(Compito scritto a):
Riscrivi le righe dell'elenco partendo da quella che contiene "Query: id badge" e fermandoti dopo quella che contiene "POLYGON ((28 0, 33". Sostituisci "sample" con "example" e lascia invariato tutto il resto.

La ”Venere in pelliccia” di Polansky è un film strepitoso, recitato da due attori fantastici nel luogo chiuso di un teatro interiore ed universale, mentre fuori piove.
Sembra un film sul mito di Venere.
Ma non è un film; è un monito a non credere che gli Antichi Dei siano stati sconfitti ed esiliati dalla Triade del Monoteismo mediterraneo. Al contrario vivono e banchettano nel nostro abisso interno e mal sopportano essere ridotti a oggetto di letteratura.
Perbacco! dicono in Emilia per significare “Prego” (avviso per i duri di cervice, Esodo 33: c’è il doppio senso)
Questo è il mio commento su FB di ieri sera, appena uscito dal cinema e ancora preda dello scotimento emozionale provocato dall’arte di Polansky e di quella bella figa (si può dire in un sito femminile?) di sua moglie che meravigliosamente recita nella parte di se stessa, di Wanda, di Venere e di una baccante.
Questa mattina, mentre pedalavo verso Turbigo sulla mia bici da corsa di marca Colli, ho cercato di far Colli-mare i diversi piani di senso del film. Torno a casa e leggo il commento di una mia amica femminista che chiede “cosa c’entrano le Baccanti alla fine?”
Sarà perché sono stato a Turbigo ma la domanda mi ha turbato. Non è un gioco di parole ma il mio metodo di osservazione, basato sull’unica verità teologica che conosco: la Realtà è simbolica perché la Creazione è generazione di Senso.
Ciò che mi turba di questa domanda è l’assoluta evidenza della riflessione mitologica che Polansky compie attraverso la rilettura della vicenda, alquanto banale, di Sacher-Masoch.
Ho dato una rapida occhiata ai commenti dei critici e vedo che insistono sulla “cifra” femminista della Venere di Polansky. Quasi che questa cifra sia una tarda remissione dei suoi peccati di una gioventù machista.
Ma è una lettura riduttiva, ridotta al banale: il femminismo non c’entra assolutamente nulla. Al centro dell’opera di Polansky non c’è il femminile, c’è il “donnico”: la potenza della donna – non della femmina – contro le astuzie della ragione dionisiaca maschile.
La menzione della causa femminista da parte dei critici è il sintomo più evidente della tragedia: si è persa la capacità di porsi in ascolto e/o di percepire, al di sotto del rumoroso esistere, la voce degli Dei Antichi, di a-tendere a quel eterno ed universale umano che Essi rappresentano e ripetono nelle loro vicende.
Fin dai titoli di testa – camera in soggettiva che percorre un viale (odos in greco) per entrare in un teatro, in un edifico situato tra le abitazioni cioè tra gli abiti e le abitudini. Non lo capiamo subito ma chi entra nel teatro è Venere che, dopo aver attraversato tutta città-civitas, viene a dare una lezione ad un intellettuale francese del ca***** (ha un cane che si chiama Deridda). Un tizio che assomiglia in modo scandaloso al giovane Polansky.
Venere ha gli abiti, i modi e la armi di seduzione (un bel paio di t****) di una attrice che ha – notate – lavorato in un fantomatico “Teatro dell’orinatorio”. E’ li, in ritardo, fare un’audizione per la parte di Wanda, la dominatrice di Sacher-Masoch, nella piéce tratta da “La Venere in pelliccia” dello stesso Masoch.

(Materiale fornito):
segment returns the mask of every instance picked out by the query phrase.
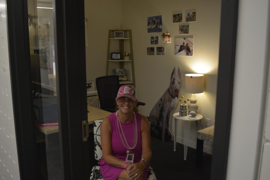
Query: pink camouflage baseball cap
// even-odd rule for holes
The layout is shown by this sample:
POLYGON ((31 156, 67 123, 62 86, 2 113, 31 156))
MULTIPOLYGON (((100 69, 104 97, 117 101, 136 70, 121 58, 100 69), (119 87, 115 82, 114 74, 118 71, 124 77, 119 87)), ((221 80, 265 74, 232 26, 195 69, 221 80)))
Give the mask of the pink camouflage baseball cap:
POLYGON ((127 97, 133 100, 137 100, 135 88, 130 85, 124 85, 120 87, 116 99, 121 97, 127 97))

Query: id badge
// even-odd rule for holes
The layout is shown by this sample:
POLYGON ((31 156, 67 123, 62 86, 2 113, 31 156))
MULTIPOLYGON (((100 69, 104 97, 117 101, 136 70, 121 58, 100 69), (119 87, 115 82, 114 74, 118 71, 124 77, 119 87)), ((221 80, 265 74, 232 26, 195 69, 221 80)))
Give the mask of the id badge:
POLYGON ((130 151, 127 151, 126 161, 133 163, 134 160, 134 155, 135 154, 135 153, 134 152, 130 151))

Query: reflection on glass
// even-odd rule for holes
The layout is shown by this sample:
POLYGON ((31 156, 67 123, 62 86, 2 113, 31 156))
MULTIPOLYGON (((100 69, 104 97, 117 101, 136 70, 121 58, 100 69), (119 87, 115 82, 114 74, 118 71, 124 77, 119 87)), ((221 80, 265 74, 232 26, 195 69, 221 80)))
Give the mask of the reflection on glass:
POLYGON ((28 0, 33 94, 40 179, 61 179, 53 0, 28 0))

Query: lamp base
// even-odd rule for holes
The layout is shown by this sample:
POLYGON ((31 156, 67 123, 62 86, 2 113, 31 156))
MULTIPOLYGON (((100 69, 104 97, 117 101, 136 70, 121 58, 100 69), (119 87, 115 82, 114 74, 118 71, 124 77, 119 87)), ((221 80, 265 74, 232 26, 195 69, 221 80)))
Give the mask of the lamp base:
POLYGON ((188 104, 188 113, 190 111, 194 111, 196 113, 198 113, 197 111, 199 106, 197 104, 197 100, 195 94, 192 94, 190 98, 190 103, 188 104))

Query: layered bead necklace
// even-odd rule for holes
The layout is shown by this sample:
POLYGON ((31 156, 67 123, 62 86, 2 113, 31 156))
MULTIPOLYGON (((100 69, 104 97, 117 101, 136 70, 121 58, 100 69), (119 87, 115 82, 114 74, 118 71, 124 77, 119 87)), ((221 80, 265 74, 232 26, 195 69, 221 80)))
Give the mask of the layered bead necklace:
POLYGON ((133 149, 136 147, 137 145, 137 142, 138 141, 138 130, 137 126, 137 119, 136 118, 136 115, 135 113, 133 112, 133 137, 132 140, 132 145, 131 147, 130 147, 128 143, 128 142, 126 139, 125 135, 124 134, 123 129, 122 128, 122 125, 121 125, 121 122, 120 120, 119 119, 119 117, 118 117, 118 111, 116 112, 116 115, 117 118, 117 127, 118 128, 118 130, 119 131, 119 134, 120 135, 120 138, 122 143, 124 146, 128 150, 131 150, 133 149))

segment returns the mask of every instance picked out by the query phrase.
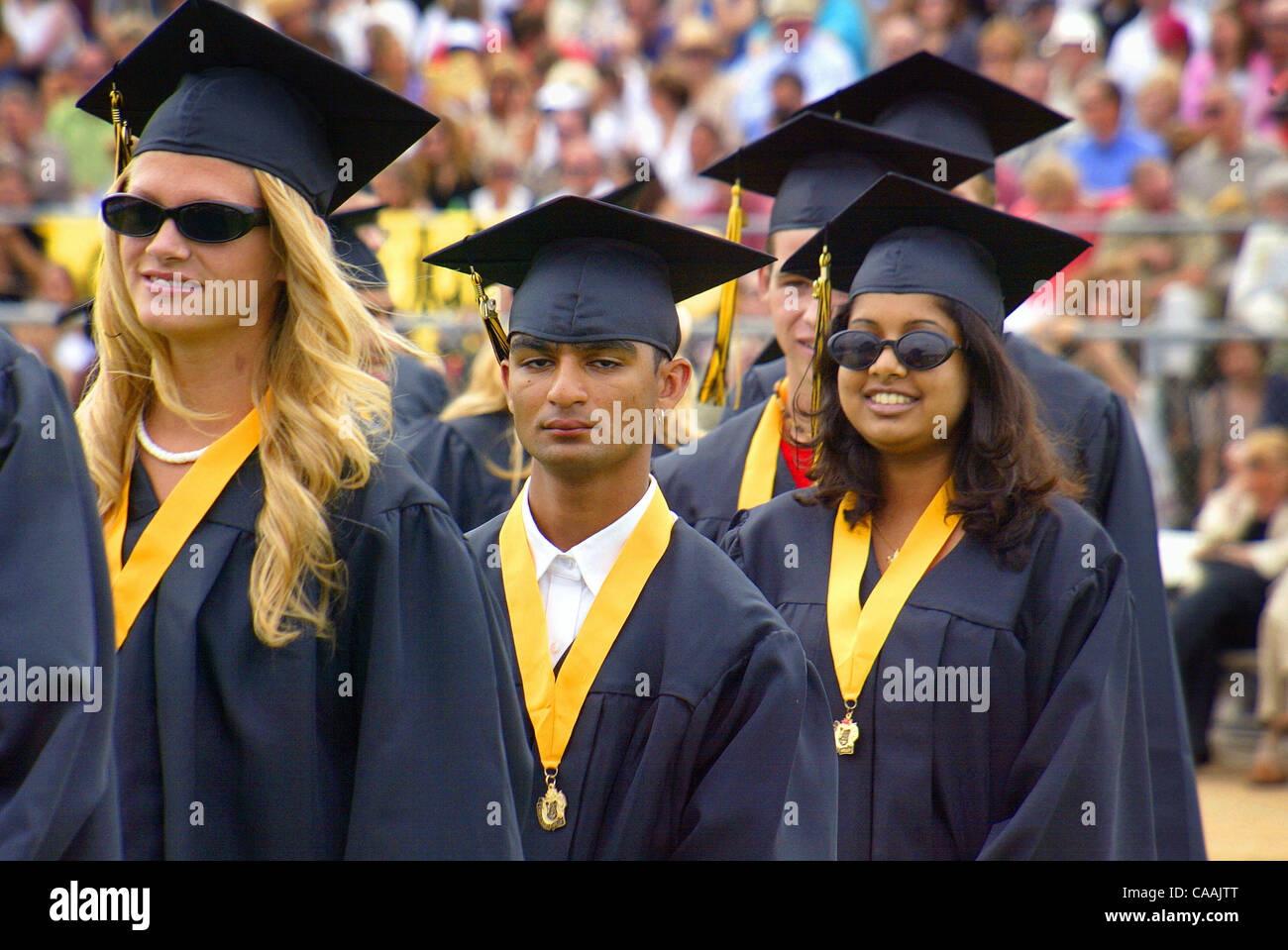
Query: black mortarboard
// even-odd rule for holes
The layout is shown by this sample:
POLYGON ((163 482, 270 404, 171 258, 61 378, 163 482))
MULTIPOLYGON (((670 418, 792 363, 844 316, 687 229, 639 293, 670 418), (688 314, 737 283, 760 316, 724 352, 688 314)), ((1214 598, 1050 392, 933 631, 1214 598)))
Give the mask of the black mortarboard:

(Compito scritto b):
Nell'estratto scelto, come si chiama il cane dell'intellettuale francese?

(Risposta completa a):
Query: id badge
// even-odd rule for holes
The layout is shown by this example:
POLYGON ((31 156, 67 123, 62 86, 2 113, 31 156))
MULTIPOLYGON (((100 69, 104 97, 117 101, 136 70, 121 58, 100 69), (119 87, 115 82, 114 74, 118 71, 124 77, 119 87)), ((221 80, 265 74, 232 26, 195 69, 221 80)))
Give the mask of the id badge:
POLYGON ((130 151, 127 151, 126 161, 133 163, 134 160, 134 155, 135 154, 135 153, 134 152, 130 151))

Query: reflection on glass
// even-odd rule for holes
The layout is shown by this example:
POLYGON ((31 156, 67 123, 62 86, 2 113, 31 156))
MULTIPOLYGON (((100 69, 104 97, 117 101, 136 70, 121 58, 100 69), (119 87, 115 82, 114 74, 118 71, 124 77, 119 87)), ((221 80, 265 74, 232 26, 195 69, 221 80)))
Give the mask of the reflection on glass:
POLYGON ((28 0, 33 94, 40 179, 61 179, 53 0, 28 0))

(Risposta completa b):
Deridda.